** Start **

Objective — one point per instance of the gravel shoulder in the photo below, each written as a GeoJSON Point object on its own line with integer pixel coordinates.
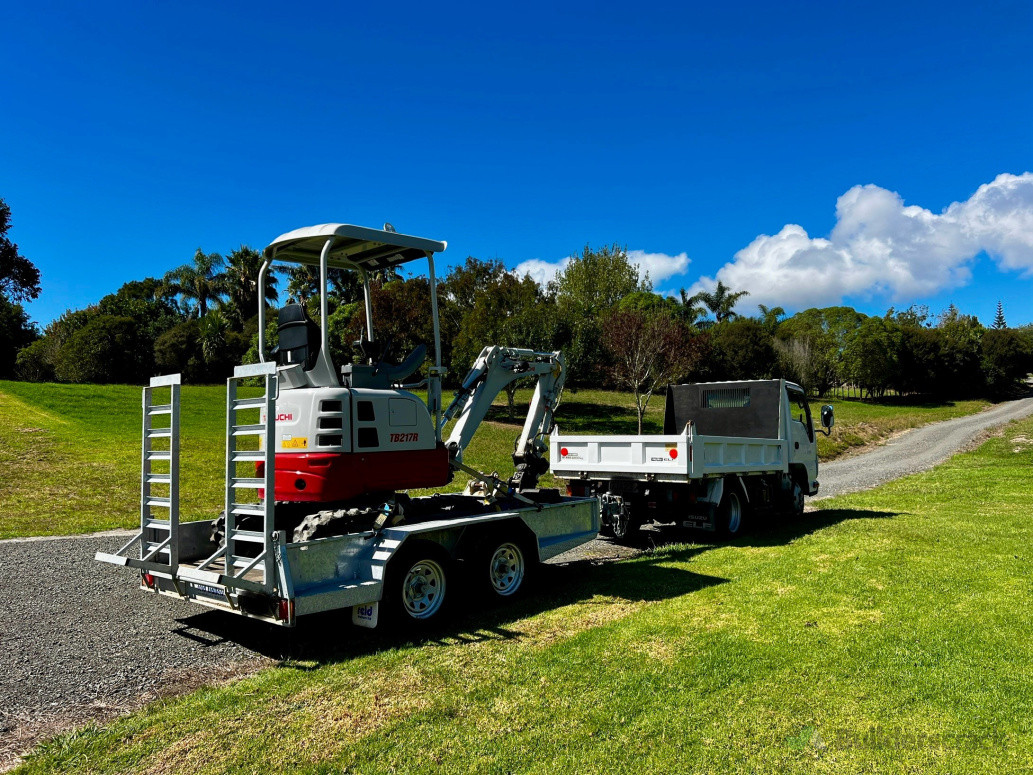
{"type": "Point", "coordinates": [79, 642]}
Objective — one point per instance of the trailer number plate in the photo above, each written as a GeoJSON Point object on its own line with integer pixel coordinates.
{"type": "Point", "coordinates": [366, 615]}
{"type": "Point", "coordinates": [208, 591]}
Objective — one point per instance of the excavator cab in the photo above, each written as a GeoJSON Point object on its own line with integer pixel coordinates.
{"type": "Point", "coordinates": [358, 431]}
{"type": "Point", "coordinates": [349, 431]}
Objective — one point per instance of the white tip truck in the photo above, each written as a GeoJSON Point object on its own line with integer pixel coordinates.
{"type": "Point", "coordinates": [729, 452]}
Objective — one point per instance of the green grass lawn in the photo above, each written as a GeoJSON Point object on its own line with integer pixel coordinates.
{"type": "Point", "coordinates": [70, 454]}
{"type": "Point", "coordinates": [887, 631]}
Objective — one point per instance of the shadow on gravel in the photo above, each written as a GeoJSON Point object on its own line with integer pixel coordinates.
{"type": "Point", "coordinates": [647, 576]}
{"type": "Point", "coordinates": [330, 637]}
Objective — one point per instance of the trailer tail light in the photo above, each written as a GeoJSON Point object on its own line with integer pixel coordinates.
{"type": "Point", "coordinates": [284, 610]}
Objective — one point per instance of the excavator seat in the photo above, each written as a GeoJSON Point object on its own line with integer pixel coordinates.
{"type": "Point", "coordinates": [300, 337]}
{"type": "Point", "coordinates": [382, 375]}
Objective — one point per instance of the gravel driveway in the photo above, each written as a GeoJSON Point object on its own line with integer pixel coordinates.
{"type": "Point", "coordinates": [914, 451]}
{"type": "Point", "coordinates": [79, 641]}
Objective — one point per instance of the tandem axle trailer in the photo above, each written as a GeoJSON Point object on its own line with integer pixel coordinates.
{"type": "Point", "coordinates": [399, 563]}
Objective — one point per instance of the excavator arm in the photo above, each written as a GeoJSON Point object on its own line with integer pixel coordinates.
{"type": "Point", "coordinates": [495, 368]}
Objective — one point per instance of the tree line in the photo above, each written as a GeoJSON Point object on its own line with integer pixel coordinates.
{"type": "Point", "coordinates": [200, 319]}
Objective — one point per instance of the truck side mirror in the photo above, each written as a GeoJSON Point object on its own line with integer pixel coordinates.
{"type": "Point", "coordinates": [827, 417]}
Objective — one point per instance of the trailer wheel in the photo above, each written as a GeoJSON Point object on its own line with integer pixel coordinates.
{"type": "Point", "coordinates": [416, 586]}
{"type": "Point", "coordinates": [507, 568]}
{"type": "Point", "coordinates": [730, 517]}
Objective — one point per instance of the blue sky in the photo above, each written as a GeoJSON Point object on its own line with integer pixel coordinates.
{"type": "Point", "coordinates": [136, 132]}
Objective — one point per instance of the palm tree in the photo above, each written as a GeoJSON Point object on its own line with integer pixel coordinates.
{"type": "Point", "coordinates": [691, 311]}
{"type": "Point", "coordinates": [721, 302]}
{"type": "Point", "coordinates": [199, 283]}
{"type": "Point", "coordinates": [242, 283]}
{"type": "Point", "coordinates": [771, 316]}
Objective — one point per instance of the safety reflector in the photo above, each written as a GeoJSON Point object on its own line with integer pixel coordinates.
{"type": "Point", "coordinates": [285, 610]}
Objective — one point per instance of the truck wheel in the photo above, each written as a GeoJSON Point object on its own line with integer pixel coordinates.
{"type": "Point", "coordinates": [416, 587]}
{"type": "Point", "coordinates": [622, 525]}
{"type": "Point", "coordinates": [796, 500]}
{"type": "Point", "coordinates": [730, 516]}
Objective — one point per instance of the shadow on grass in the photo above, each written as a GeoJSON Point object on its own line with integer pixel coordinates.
{"type": "Point", "coordinates": [648, 576]}
{"type": "Point", "coordinates": [330, 637]}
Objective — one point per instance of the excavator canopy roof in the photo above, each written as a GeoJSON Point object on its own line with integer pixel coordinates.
{"type": "Point", "coordinates": [369, 248]}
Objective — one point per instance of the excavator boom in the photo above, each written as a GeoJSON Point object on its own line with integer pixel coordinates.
{"type": "Point", "coordinates": [495, 368]}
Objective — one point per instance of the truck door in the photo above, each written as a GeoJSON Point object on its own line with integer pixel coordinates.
{"type": "Point", "coordinates": [803, 448]}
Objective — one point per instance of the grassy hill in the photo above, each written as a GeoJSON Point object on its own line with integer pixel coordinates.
{"type": "Point", "coordinates": [70, 454]}
{"type": "Point", "coordinates": [885, 632]}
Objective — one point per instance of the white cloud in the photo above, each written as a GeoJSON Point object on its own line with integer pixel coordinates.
{"type": "Point", "coordinates": [881, 247]}
{"type": "Point", "coordinates": [659, 266]}
{"type": "Point", "coordinates": [542, 272]}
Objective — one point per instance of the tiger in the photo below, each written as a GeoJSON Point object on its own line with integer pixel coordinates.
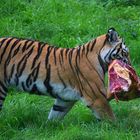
{"type": "Point", "coordinates": [66, 74]}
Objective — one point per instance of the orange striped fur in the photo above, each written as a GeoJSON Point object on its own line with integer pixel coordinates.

** End **

TO DO >> Starting at the line with "Objective — one point per instance of the excavator boom" and going through the end of the entries above, copy those lines again, requests included, shifting every pixel coordinate in the answers up by 62. Leave the pictures out.

RESULT OF THE EXERCISE >>
Objective — one point per instance of the excavator boom in the photo above, each written as a GeoJSON Point object on its own line with integer pixel coordinates.
{"type": "Point", "coordinates": [557, 430]}
Objective — one point per instance of the truck door in the photo above, each written as a GeoJSON Point object on its own line with integer pixel coordinates.
{"type": "Point", "coordinates": [865, 510]}
Objective — one point per instance of the grassy hill in the photo above, each written as a GeoJSON Point object on its own line with integer pixel coordinates.
{"type": "Point", "coordinates": [132, 516]}
{"type": "Point", "coordinates": [947, 694]}
Objective — one point per instance of the white cloud in the photo above, each written as a GeoJSON Point object on its own line with integer pixel coordinates.
{"type": "Point", "coordinates": [943, 309]}
{"type": "Point", "coordinates": [721, 328]}
{"type": "Point", "coordinates": [604, 334]}
Objective — one point per instance of the tiger in the photo below, each written as a GeoJSON Point object on its own line with integer pixel coordinates.
{"type": "Point", "coordinates": [128, 136]}
Objective — one point per instance of the orange striped fur in the photo above, each written as a GeoJSON Point object on its own line with integer pixel coordinates.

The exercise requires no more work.